Top of Raw data

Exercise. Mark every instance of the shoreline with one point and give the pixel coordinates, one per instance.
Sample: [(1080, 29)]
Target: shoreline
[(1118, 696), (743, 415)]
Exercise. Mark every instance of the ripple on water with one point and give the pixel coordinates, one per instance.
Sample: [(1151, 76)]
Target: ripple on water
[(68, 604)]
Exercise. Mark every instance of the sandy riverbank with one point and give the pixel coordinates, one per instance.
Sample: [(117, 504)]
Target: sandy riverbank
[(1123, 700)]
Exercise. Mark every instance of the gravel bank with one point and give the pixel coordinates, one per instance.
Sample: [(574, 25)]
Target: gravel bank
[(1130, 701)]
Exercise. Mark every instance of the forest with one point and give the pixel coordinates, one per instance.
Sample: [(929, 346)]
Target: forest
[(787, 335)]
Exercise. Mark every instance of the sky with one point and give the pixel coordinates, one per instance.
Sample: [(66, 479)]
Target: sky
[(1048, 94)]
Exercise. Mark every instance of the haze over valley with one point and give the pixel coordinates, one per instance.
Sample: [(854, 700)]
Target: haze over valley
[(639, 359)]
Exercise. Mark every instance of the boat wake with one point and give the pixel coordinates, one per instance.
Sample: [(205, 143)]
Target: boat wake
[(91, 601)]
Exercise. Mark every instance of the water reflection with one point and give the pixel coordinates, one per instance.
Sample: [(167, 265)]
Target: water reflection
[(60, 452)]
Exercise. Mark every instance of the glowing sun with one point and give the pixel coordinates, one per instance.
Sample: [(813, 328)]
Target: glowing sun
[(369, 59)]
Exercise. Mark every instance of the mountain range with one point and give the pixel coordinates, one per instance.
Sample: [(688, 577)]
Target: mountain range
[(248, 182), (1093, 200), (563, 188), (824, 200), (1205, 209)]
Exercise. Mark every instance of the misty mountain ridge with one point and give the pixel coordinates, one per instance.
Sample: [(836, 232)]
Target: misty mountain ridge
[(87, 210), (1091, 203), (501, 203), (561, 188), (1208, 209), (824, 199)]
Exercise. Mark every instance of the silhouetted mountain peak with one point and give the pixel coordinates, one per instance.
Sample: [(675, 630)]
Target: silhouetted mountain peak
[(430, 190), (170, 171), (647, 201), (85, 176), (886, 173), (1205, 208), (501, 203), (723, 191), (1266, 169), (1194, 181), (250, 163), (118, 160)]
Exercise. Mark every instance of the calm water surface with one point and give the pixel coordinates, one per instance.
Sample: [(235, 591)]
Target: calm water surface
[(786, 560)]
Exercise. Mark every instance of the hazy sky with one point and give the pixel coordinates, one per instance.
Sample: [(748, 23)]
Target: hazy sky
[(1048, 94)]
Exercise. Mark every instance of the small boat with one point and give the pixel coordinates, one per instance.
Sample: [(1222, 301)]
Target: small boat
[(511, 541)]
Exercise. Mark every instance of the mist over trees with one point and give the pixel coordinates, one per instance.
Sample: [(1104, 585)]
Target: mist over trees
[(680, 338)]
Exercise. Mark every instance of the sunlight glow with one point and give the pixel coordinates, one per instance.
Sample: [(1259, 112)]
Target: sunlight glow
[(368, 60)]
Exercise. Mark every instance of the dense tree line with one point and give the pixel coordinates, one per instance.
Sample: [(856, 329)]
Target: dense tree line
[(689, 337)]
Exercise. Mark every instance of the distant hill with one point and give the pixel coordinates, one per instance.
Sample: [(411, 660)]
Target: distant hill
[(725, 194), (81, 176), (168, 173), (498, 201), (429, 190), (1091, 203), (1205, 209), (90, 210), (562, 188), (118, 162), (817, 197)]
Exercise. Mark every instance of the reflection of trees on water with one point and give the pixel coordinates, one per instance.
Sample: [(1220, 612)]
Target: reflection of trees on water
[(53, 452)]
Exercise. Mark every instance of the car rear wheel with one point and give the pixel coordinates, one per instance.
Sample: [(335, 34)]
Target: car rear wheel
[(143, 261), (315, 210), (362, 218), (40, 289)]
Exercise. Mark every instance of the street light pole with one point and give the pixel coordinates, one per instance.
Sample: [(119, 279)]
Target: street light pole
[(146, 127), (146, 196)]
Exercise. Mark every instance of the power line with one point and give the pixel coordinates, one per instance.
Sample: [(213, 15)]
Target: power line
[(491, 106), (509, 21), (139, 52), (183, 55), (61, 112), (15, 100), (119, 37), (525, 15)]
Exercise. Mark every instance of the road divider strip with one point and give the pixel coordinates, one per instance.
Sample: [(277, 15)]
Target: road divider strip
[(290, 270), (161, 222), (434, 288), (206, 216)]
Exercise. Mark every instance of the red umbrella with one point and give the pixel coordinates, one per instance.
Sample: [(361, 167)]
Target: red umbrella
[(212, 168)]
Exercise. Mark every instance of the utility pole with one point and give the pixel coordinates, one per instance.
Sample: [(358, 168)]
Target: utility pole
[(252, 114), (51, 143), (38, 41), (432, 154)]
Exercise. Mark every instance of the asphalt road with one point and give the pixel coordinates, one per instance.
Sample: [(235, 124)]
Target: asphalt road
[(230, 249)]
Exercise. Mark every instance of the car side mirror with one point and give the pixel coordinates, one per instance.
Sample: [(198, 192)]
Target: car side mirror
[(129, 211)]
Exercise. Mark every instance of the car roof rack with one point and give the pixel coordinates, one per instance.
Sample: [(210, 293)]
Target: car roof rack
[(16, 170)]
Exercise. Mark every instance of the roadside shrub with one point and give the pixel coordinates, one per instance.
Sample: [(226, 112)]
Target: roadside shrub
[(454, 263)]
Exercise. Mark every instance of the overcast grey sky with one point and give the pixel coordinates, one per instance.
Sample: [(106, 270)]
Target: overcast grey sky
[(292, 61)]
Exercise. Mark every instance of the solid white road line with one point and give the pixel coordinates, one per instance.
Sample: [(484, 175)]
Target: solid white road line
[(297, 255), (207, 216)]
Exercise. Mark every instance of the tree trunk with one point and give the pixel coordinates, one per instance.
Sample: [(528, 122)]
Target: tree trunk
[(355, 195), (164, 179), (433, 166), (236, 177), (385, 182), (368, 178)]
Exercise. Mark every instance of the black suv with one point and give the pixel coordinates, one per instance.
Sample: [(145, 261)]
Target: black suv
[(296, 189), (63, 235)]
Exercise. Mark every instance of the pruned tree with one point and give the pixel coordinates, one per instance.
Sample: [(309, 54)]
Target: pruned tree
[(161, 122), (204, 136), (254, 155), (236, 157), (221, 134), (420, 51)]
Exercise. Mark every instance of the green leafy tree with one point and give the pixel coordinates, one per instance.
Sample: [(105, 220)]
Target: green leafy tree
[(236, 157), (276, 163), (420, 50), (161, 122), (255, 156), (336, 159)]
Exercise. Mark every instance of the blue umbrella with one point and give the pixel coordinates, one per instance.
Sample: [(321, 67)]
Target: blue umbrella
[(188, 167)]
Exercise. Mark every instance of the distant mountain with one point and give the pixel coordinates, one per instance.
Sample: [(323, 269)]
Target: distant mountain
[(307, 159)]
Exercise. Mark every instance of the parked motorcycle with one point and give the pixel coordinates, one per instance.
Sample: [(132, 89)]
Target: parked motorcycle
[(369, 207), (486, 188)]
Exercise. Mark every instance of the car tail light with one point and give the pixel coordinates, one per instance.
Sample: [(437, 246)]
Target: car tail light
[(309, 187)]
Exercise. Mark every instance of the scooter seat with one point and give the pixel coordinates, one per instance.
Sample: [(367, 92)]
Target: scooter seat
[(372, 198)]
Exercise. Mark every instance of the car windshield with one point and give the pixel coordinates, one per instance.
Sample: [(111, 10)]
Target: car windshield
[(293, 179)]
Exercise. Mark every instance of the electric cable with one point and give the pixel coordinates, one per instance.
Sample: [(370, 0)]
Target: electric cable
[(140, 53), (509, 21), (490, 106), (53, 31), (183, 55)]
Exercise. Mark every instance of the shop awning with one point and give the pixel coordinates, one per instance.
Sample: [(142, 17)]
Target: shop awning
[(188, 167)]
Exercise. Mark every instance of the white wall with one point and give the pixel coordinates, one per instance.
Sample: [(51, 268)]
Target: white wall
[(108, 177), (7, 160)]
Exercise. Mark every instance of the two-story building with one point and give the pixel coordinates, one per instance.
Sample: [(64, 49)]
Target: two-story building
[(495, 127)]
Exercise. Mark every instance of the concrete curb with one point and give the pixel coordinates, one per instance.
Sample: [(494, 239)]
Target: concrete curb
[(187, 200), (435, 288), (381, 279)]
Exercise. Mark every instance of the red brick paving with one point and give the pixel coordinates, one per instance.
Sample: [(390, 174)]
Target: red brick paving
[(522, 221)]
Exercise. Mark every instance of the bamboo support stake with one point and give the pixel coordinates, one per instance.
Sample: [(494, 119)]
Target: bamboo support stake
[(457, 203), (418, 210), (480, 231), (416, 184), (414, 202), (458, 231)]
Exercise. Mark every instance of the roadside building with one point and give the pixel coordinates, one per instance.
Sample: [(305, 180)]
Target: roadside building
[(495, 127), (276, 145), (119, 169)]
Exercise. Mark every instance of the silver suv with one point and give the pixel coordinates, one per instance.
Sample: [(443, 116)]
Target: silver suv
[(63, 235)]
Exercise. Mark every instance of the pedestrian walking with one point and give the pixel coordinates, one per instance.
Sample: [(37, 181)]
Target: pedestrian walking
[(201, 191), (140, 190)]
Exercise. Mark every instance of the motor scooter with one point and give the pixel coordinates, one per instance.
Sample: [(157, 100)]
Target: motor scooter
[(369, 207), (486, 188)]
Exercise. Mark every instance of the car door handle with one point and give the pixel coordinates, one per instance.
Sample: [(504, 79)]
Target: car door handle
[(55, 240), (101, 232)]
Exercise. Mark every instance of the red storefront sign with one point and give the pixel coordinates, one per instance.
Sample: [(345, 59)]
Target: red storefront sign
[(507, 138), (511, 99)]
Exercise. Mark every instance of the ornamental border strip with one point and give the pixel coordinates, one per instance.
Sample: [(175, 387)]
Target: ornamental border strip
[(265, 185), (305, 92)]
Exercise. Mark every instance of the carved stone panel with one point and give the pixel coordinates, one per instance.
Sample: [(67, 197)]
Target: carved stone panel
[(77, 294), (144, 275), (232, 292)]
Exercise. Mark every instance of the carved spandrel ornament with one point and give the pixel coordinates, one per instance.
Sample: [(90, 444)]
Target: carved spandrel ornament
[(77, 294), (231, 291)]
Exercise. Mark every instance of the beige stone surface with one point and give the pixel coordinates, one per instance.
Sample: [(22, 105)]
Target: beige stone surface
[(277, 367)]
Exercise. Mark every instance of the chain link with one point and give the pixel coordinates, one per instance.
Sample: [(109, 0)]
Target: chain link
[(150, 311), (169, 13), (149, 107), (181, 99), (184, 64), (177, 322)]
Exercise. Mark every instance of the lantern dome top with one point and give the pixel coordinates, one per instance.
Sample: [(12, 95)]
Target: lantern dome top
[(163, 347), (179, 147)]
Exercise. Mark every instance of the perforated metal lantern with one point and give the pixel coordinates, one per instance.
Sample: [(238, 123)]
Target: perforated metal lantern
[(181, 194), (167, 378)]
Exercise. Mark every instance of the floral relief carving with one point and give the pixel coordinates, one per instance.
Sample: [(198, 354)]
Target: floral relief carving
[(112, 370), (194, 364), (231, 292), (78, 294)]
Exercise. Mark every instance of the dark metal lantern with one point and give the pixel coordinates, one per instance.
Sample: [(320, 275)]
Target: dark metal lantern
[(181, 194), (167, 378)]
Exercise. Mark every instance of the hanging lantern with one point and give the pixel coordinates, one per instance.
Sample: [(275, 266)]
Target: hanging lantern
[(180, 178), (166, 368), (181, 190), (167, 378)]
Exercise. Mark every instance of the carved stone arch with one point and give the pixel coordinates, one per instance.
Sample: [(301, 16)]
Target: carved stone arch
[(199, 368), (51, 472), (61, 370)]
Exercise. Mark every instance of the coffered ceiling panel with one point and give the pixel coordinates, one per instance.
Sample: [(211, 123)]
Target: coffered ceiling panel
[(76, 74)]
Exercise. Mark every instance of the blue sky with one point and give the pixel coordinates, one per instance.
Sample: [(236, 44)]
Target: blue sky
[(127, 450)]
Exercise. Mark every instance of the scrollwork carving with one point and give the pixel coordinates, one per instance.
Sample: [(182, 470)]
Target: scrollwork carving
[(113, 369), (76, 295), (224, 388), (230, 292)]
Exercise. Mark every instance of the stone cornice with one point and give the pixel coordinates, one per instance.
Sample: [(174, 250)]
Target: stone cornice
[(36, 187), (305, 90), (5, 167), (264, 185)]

Bottom of Raw data

- [Exercise prompt] Could you restate word for word the lines above, from the one that contains "Exercise. Mark every instance of the motor" through the one that contains "Sample: [(345, 59)]", and no others?

- [Written response]
Exercise. Mark every instance of the motor scooter with one point and give the pixel coordinates, one per instance.
Sample: [(157, 100)]
Target: motor scooter
[(369, 207), (486, 188)]
Exercise. Mark every instance of the car door handle with one point and give the pixel coordinates, one per instance.
Sample: [(504, 79)]
Target: car door handle
[(55, 240), (101, 232)]
Exercise. Mark every instance of the red storefront sign with one point and give the pixel coordinates, one per instance.
Sample: [(345, 59)]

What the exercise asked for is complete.